GIVEN TASK 1: In the records, update the lines from the line with "Note to the class: point at the person's" to the line with "<point>58,36</point>" by changing "one point per instance" to "one point for each instance" and leaving everything else the same. Return only those lines.

Hackers Breach Payroll Giant, Target Customers
Hackers last week apparently used stolen account information from a New Jersey company that provides online payroll services to target the firm's customers in a scheme to steal passwords and other information.
Moorestown, N.J. based PayChoice, provides direct payroll processing services and licenses its online employee payroll management product to at least 240 other payroll processing firms, serving 125,000 organizations.
Last Wednesday, a number of PayChoice customers received an e-mail warning them that they needed to download a Web browser plug-in in order to maintain uninterrupted access to onlineemployer.com, the portal for PayChoice's online payroll service. The supposed plug-in was instead malicious software designed to steal the victim's user names and passwords.
Unlike typical so-called "phishing" scams -- which are sent indiscriminately to large numbers of people in the hopes that some percentage of recipients are customers of the targeted institution -- this attack addressed PayChoice customers by name in the body of the message. The missives also included reference to each recipient's onlineemployer.com user name and a portion of his or her password for the site.

GIVEN TASK 2:
Answer these questions about the article on the PayChoice breach:
(a) In what town is PayChoice based?
(b) What is the name of the portal for PayChoice's online payroll service?
(c) What was the supposed plug-in actually designed to steal?

DATA IN THIS EXERCISE:

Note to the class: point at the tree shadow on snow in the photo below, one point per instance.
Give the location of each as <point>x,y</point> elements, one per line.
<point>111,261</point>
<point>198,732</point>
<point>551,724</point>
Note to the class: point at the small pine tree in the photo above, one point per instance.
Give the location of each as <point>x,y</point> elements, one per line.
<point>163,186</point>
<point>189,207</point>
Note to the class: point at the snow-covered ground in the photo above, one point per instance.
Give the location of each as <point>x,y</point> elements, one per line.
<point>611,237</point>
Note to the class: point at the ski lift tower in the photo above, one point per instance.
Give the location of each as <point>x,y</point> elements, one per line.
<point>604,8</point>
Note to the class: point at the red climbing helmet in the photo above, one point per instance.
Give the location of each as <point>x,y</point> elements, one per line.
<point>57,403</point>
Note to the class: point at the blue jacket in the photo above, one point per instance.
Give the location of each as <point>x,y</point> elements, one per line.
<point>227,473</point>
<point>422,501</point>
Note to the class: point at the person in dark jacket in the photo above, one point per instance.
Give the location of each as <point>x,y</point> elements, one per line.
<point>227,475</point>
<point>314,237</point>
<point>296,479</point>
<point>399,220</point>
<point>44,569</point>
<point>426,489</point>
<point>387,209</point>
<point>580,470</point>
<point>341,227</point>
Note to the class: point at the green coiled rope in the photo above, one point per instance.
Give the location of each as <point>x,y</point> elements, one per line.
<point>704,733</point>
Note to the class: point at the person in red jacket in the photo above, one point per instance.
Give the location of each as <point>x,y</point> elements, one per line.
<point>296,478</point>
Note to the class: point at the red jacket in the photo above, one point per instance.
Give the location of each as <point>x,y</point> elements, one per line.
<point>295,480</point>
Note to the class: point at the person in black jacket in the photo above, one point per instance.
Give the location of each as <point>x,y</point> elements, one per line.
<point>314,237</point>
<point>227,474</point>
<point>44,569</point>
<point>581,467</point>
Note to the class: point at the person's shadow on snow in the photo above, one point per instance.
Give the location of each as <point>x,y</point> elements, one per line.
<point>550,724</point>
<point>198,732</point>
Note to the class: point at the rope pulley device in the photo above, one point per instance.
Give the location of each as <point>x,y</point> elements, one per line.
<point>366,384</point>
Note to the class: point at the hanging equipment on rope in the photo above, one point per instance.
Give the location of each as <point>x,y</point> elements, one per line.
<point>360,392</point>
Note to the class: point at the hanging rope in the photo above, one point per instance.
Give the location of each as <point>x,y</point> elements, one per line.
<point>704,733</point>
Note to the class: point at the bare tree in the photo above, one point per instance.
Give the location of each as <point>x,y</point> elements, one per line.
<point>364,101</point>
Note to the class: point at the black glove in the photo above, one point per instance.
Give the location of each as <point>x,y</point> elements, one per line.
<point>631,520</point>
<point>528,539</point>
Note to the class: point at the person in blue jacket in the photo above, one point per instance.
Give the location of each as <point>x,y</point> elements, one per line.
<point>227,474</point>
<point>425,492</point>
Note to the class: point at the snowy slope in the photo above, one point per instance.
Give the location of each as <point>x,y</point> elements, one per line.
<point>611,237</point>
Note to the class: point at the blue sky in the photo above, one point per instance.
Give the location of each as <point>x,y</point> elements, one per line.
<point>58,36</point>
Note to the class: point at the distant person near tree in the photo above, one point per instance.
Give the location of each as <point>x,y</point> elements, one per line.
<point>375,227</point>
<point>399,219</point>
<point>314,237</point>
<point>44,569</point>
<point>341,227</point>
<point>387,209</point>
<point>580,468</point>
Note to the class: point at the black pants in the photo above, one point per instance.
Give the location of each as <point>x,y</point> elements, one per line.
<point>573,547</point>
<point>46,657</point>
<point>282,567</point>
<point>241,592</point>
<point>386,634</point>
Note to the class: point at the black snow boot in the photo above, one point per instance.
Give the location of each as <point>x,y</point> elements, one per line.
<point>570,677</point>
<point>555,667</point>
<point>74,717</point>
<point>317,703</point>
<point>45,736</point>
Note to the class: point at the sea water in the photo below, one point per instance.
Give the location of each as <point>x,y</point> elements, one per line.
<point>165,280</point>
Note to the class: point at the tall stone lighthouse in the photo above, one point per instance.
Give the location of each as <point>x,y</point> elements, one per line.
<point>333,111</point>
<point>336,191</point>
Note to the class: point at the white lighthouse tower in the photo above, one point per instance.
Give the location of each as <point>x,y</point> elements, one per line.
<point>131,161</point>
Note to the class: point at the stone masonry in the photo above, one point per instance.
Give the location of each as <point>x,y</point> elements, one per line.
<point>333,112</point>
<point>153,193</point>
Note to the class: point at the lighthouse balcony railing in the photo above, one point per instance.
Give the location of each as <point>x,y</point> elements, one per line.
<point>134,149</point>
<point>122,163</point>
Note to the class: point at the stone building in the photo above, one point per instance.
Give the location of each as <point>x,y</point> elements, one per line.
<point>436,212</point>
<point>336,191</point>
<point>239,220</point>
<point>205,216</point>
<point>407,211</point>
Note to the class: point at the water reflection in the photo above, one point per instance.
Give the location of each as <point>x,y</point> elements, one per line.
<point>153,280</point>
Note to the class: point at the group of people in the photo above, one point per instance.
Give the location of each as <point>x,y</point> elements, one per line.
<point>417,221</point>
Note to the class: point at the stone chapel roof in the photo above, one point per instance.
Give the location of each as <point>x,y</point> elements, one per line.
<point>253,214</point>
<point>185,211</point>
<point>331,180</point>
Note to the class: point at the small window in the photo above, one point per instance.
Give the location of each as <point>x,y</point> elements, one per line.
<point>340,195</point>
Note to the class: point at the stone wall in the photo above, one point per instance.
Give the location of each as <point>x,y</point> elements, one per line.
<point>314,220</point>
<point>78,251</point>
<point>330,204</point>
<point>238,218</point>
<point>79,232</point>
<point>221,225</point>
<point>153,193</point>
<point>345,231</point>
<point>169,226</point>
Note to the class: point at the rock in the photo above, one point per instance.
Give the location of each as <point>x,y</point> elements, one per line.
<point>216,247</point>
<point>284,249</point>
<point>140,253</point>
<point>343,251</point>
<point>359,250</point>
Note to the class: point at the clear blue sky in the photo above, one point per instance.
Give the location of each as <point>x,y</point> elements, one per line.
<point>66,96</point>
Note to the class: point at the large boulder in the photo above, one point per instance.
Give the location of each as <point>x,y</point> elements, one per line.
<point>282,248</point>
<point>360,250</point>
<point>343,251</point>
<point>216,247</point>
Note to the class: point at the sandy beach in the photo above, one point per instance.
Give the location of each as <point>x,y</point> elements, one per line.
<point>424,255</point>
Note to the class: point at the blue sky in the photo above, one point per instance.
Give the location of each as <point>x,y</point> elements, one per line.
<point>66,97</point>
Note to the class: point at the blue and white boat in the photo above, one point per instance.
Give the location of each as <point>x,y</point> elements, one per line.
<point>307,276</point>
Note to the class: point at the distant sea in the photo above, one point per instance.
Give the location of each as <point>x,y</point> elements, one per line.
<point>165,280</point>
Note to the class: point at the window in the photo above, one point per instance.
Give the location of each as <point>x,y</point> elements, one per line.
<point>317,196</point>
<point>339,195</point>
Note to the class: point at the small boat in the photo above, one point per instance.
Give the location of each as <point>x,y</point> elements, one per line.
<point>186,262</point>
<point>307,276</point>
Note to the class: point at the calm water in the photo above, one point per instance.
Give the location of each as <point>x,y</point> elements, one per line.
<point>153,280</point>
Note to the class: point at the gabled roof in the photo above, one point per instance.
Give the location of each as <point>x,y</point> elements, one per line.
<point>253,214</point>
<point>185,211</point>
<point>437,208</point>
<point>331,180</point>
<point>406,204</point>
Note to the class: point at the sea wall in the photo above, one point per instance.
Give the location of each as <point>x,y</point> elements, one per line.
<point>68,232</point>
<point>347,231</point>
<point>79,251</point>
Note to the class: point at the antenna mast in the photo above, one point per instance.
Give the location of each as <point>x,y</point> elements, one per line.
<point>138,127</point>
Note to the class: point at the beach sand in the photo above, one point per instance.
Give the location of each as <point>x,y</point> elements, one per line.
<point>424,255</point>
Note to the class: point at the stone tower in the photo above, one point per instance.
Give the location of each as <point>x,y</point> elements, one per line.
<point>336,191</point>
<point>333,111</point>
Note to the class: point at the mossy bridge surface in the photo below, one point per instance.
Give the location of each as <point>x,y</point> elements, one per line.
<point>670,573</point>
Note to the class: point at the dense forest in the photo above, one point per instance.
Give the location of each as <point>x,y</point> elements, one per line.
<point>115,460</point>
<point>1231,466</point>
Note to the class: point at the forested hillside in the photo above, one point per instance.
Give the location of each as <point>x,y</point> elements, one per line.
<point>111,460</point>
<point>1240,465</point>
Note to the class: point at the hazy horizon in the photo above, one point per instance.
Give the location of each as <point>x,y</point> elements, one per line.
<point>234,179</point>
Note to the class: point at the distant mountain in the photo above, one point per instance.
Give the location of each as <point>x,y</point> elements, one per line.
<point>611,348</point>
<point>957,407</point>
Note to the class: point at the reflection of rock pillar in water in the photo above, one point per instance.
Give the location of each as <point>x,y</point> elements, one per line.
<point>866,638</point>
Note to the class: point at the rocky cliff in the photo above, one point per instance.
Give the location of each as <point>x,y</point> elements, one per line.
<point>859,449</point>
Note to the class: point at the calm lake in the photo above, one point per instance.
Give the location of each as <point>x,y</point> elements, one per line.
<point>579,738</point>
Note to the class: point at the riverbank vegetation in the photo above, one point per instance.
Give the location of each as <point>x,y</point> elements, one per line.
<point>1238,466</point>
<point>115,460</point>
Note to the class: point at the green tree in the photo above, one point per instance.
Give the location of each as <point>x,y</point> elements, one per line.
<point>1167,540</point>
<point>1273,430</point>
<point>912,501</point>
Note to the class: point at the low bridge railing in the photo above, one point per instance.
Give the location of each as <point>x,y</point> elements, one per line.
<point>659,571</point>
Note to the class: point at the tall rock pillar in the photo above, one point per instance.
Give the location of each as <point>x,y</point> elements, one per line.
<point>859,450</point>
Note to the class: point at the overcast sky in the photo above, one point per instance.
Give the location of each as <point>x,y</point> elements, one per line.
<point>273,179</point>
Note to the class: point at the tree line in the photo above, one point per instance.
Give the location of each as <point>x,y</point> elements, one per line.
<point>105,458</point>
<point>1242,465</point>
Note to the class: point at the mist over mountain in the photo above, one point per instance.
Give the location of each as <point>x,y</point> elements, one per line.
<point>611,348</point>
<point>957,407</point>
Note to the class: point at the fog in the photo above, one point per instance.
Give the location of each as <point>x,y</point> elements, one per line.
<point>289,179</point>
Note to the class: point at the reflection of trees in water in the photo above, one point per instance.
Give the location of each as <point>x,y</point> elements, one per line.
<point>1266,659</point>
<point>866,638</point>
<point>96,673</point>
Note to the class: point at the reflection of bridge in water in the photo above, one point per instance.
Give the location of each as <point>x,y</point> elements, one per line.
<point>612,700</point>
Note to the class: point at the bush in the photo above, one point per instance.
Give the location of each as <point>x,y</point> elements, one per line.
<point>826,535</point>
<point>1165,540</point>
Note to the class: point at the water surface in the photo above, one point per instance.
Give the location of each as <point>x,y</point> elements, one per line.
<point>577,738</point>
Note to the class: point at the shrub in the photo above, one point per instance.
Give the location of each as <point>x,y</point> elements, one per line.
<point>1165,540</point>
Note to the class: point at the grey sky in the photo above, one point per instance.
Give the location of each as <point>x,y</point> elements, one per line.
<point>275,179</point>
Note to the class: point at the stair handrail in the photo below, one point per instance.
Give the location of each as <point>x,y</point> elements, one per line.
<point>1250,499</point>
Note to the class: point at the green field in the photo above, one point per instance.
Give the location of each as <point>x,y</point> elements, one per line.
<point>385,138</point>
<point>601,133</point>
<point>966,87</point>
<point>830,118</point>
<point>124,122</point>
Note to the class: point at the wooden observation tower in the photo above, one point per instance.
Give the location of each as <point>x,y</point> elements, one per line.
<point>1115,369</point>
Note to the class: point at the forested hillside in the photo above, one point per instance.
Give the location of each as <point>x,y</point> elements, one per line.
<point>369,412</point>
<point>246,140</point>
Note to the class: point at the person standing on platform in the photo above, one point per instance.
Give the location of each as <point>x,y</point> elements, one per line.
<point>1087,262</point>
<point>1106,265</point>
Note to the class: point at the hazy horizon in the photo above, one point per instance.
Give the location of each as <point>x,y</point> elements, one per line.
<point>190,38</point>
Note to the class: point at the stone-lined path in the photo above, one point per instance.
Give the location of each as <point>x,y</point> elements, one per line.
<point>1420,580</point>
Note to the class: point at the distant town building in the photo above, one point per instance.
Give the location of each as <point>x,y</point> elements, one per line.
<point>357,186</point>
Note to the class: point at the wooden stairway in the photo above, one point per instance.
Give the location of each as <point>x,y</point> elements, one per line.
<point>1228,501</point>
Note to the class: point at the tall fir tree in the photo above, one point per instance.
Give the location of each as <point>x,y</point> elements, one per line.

WRITTEN RESPONSE 1:
Note to the class: point at the person's shadow on snow in the photo above, one point for each instance.
Give the location of each as <point>x,y</point> elements, one per line.
<point>550,724</point>
<point>198,732</point>
Note to the class: point at the rope pulley device in the photo above, one point for each instance.
Give the location of each as <point>x,y</point> elements, one per line.
<point>366,384</point>
Note to the class: point at the hanging equipment on rope in the photo above, one point for each instance.
Give the location of each as <point>x,y</point> elements, one per line.
<point>360,392</point>
Note to the class: point at the hanging rope in the photo above, one point for each instance.
Give the location of each as <point>x,y</point> elements, one per line.
<point>704,733</point>
Note to the class: point at the bare tree in the photo above, one point for each instance.
Give the location of each as <point>x,y</point> elements, one per line.
<point>364,101</point>
Note to the class: point at the black glove in the photo above, one point for each instance.
Give the location of each as <point>x,y</point> elements, one per line.
<point>631,520</point>
<point>528,539</point>
Note to the class: point at the person in blue jacket in the photo above, one point for each instance.
Give the location of each as <point>x,y</point> elements, one per line.
<point>227,474</point>
<point>425,492</point>
Note to the class: point at the snowy slope in the photo above, one point for each instance.
Give the location of each as <point>x,y</point> elements, one per line.
<point>611,237</point>
Note to the class: point at the blue sky in the photo above, one point for each instance.
Give the location of each as <point>x,y</point> elements, one per line.
<point>58,36</point>

WRITTEN RESPONSE 2:
(a) Moorestown, N.J.
(b) onlineemployer.com
(c) The victim's user names and passwords